- _Выбранный текст_:
==============================
Не только провидческий сон в иранской пустыне, а и другие раздумья привели В. Яна к теме трилогии. По его убеждению, «ордынское иго» имело неизмеримо огромные последствия для всех народов, населяющих пределы нашей страны, в особенности оно сказалось на всей последующей истории русского народа и его государства: централизация государственной власти, исполнительность вместо своеволия, дисциплина воинского строя, многие азиатские обычаи, словообразования и прочие проявления «ордынского» влияния, привнесенные в жизнь, быт и речь русского народа, во многом изменили общественные отношения на Руси.
Тернист оказался путь к опубликованию «Чингиз-хана».
В разгар работы над повестью писателю, часто видевшему во сне героев своих творений, вновь приснился Чингиз-хан, и он записал в дневнике (1.III.35):
Летом того же года писатель заканчивает первый вариант повести: «…постепенно образы, толпившиеся лихорадочно в голове, ложились ровными строчками на бумаге. Люди, затерянные в тумане столетий, — забитый крестьянин Курбан, дервиш Хаджи-Рахим, смелый Джелаль эд-Дин, — все начнут жить в памяти читателя… Мой «Чингиз-хан» заканчивается так: «Все живущее, даже самые могущественные владыки, погибает, повесть остается»… Останется ли жить моя повесть?..» (12.VI.35).
Долгие годы редакции не решались признать новаторства повести, увидеть ее достоинства, о каких заговорили позже. Книга настораживала своей темой — рисующей мрачный период отечественной истории, удивляла необычной формой построения, стилем и языком, столь не похожими на «обычные» книги. Однако писатель продолжал идти к цели с еще большим упорством.
Годы, когда создавался «Чингиз-хан», затем «Батый», для нашей страны были наполнены величайшими общественными потрясениями, связанными с коренной ломкой народной жизни — индустриализацией и коллективизацией — и одновременно с ожесточением человеческих отношений, выискиванием «вредителей» и «врагов народа», натравливанием одних на других, массовыми репрессиями и политическими процессами.
В эти же годы все явственнее чувствовалось, как человечество сползает к пропасти мирового конфликта. Фашизм и милитаризм наступали в Европе, Африке, Азии. Вспыхнула и захлебнулась в крови «испанская война»; Япония вторглась в Китай, затем в боях у озера Хасан провоцировала СССР и МНР; Германия, разорвавши Версальский договор, поглощала сопредельные ей государства. «…Каждый день потрясающие известия из-за границы. Этот маниак и нахал Гитлер допускает невероятные наглости. Грозит новая война. Вся Германия подчиняется его бредням. А Саади сказал: «В то время, когда нужна суровость, — мягкость неуместна. Мягкостью не сделаешь врага другом, а только увеличишь его притязания…» (28.IX.38). «…Телеграммы теперь удручающие: великие державы постановили, вопреки желанию Чехословакии, разрезать ее и отдать Германии!.. Разве Гитлер этим удовлетворится?» — записал В. Ян.
==============================
- _Что нужно сделать_:
a – Подсчитайте, в скольких строках записей встречается слово «current», с учетом регистра. В ответе дайте только число.
b – Продолжите, пожалуйста, текст о работе В. Яна над трилогией, начиная сразу после его последнего предложения.
Текст и записи взяты из разных источников.

[Записи с указанием точек]
==============================
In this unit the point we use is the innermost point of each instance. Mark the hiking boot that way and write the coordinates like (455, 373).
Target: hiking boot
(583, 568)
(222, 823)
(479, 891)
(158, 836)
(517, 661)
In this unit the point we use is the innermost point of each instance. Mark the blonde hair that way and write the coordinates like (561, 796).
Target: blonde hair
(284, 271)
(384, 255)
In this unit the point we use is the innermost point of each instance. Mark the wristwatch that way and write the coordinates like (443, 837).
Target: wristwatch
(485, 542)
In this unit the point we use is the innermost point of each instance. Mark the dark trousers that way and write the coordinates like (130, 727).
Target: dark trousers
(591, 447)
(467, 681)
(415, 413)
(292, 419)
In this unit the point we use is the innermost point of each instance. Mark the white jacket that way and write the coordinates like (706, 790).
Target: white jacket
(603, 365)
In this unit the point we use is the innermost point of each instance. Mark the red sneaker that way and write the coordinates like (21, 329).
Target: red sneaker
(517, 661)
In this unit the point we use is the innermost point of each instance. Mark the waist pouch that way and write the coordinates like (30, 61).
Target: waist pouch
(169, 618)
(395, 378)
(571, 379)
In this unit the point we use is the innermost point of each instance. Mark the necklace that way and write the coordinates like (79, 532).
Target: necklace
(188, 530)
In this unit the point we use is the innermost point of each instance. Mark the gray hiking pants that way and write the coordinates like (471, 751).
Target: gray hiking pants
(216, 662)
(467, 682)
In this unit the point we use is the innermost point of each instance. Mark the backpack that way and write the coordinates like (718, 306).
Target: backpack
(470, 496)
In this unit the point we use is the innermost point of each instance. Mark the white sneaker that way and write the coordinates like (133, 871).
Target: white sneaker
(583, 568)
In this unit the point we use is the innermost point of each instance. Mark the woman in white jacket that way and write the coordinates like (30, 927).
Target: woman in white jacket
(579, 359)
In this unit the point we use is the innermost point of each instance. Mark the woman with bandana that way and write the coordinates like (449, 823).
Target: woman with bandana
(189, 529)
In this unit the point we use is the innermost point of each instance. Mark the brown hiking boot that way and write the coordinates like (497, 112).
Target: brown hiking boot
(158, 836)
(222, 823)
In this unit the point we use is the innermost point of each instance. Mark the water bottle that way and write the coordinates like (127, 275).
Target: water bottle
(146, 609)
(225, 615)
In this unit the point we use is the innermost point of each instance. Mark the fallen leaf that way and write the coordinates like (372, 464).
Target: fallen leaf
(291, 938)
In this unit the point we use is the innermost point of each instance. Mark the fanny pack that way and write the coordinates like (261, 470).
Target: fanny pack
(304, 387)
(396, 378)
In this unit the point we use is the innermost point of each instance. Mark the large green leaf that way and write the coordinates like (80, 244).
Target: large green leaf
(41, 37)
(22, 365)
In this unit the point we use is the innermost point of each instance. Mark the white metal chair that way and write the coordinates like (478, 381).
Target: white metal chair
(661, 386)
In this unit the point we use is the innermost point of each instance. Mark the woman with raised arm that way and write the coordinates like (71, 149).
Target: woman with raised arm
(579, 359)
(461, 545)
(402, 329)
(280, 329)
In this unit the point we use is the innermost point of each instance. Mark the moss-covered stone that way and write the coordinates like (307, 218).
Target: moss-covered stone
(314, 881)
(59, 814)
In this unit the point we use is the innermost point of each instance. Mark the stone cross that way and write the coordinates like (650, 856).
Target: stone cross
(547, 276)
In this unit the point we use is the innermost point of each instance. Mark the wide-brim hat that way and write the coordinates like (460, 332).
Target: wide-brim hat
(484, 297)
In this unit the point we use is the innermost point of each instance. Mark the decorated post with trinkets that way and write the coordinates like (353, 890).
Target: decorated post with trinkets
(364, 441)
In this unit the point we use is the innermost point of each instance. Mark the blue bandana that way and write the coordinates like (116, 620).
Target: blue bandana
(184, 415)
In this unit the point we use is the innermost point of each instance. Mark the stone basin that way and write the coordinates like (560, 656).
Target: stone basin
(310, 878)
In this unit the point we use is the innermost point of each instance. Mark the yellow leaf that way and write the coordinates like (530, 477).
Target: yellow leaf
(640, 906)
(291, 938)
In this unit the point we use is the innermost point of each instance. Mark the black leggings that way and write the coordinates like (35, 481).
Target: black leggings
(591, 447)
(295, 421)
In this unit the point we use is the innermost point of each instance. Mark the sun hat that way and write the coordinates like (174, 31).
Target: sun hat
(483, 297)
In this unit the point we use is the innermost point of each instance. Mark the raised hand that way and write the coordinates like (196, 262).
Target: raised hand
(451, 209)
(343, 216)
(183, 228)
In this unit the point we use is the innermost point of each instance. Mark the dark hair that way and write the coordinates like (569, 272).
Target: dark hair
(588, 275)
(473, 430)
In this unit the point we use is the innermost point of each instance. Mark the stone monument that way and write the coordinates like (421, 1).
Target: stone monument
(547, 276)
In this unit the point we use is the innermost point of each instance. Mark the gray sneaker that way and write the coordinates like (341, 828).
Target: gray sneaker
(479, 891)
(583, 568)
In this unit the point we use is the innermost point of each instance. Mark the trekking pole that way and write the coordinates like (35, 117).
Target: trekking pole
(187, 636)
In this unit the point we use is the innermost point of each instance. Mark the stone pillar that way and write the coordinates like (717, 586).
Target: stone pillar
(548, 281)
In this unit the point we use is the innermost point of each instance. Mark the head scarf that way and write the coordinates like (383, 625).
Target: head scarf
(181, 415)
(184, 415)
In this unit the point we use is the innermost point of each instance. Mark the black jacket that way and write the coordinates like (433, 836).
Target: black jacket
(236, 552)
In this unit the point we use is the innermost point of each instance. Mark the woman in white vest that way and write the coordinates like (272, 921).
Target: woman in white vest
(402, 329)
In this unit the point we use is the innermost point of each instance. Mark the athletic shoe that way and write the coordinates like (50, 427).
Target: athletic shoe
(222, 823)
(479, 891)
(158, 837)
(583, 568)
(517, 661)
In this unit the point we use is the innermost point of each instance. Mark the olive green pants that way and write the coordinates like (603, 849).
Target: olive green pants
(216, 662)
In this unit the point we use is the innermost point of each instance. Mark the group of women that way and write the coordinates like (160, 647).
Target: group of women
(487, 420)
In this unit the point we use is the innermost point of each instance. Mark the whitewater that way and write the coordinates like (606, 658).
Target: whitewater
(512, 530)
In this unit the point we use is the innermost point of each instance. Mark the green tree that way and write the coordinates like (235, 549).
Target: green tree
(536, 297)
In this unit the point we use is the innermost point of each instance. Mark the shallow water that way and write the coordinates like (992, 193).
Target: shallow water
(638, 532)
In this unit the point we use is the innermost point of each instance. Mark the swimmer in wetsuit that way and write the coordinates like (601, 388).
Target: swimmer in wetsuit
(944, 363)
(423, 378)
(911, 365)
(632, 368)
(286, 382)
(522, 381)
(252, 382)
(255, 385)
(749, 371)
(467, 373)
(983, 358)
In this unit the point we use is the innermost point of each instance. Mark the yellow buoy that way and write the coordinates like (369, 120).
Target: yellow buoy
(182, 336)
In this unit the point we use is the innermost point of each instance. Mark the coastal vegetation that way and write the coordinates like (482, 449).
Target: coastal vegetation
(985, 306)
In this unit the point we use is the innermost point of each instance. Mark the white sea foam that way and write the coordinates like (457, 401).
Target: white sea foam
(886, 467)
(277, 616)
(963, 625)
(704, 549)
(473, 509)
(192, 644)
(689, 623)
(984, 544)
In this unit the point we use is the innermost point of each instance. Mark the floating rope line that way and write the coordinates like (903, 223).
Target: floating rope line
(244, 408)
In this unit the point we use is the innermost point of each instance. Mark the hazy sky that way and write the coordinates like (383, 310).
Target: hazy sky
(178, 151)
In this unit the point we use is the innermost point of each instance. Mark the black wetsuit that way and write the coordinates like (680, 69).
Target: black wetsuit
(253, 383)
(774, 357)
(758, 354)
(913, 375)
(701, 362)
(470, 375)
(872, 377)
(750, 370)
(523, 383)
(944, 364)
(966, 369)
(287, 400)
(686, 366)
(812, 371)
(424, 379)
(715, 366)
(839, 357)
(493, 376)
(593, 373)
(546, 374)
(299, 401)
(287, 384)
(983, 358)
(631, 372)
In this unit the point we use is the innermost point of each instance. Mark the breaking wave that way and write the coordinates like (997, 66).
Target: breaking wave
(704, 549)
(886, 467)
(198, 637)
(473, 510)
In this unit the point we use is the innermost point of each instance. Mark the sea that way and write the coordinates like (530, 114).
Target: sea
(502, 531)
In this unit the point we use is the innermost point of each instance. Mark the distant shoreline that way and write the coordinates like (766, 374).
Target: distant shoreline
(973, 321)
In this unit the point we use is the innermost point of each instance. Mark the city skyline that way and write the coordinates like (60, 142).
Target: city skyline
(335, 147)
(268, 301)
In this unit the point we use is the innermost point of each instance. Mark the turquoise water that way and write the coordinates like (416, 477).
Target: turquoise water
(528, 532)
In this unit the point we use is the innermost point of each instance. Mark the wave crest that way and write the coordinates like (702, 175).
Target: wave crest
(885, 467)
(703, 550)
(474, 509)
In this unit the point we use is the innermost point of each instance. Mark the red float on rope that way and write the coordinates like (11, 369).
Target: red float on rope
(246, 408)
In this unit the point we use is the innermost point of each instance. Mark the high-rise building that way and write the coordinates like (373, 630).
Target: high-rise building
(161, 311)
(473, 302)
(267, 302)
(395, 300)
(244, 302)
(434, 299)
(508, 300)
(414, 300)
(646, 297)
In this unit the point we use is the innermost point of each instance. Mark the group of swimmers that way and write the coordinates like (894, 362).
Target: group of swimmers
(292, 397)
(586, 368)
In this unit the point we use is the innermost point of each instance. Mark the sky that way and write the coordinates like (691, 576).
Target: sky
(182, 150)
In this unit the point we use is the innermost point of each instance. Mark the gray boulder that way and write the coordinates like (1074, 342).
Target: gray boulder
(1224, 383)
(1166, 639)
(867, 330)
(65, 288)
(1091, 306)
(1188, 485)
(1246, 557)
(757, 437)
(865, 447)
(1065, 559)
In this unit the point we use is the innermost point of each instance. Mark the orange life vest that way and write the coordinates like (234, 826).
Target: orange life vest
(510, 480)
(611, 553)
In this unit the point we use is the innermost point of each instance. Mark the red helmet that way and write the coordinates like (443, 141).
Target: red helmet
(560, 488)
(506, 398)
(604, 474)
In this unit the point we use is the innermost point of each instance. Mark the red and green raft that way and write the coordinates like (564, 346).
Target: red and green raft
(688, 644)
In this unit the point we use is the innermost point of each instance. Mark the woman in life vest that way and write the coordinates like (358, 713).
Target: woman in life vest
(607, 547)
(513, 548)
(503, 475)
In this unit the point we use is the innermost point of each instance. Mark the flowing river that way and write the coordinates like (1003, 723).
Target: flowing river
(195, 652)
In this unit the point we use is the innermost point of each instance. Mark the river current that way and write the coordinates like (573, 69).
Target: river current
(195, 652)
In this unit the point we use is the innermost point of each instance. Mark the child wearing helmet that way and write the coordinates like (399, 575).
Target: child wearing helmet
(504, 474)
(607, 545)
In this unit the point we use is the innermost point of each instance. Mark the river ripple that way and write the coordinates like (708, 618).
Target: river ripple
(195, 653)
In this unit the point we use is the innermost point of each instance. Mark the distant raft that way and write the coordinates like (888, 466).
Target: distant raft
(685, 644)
==============================
- _Список ответов_:
a – 2

b –
В середине 1937 года появился просвет на затянутом тучами творческом небосклоне В. Яна: в редакции «Жургазобъединения» (впоследствии «Гослитиздат». — М. Я.) в серии «Исторические романы» заинтересовались «Чингиз-ханом». В дневнике писателя запись:
«…позвонил в «Серию», вызвал Курскую (редактор. — М. Я.). «Какой общий вывод? Положительный или отрицательный?(…)». «Конечно, положительный. Чем больше я вчитываюсь в повесть, тем больше она мне нравится…» (14.IX.37). «Длинная беседа с Курской… Рукопись принимается… Но она предлагает ее разбить на две и прибавить «Батыя», чтобы вышла трилогия…» (16.IX.37). «Работал над планом трех отдельных повестей, связанных единством исторического сюжета — нашествием монголов на Запад: I. «Последние дни Великого Хорезма». II. «Чингиз-хан». III. «Батый»…» (17.IX.37).
«Разговор с Курской по телефону: «Рукопись послана рецензенту в Ленинград…» (11.Х.37). «Курская сказала, что получена благоприятная рецензия ученого из Исторического музея — «ценный труд, отвечающий современным требованиям исторической науки, желательно напечатать. С. В. Киселев»» (профессор, позже член-корр. АН СССР. — М. Я.) (22.XI.37).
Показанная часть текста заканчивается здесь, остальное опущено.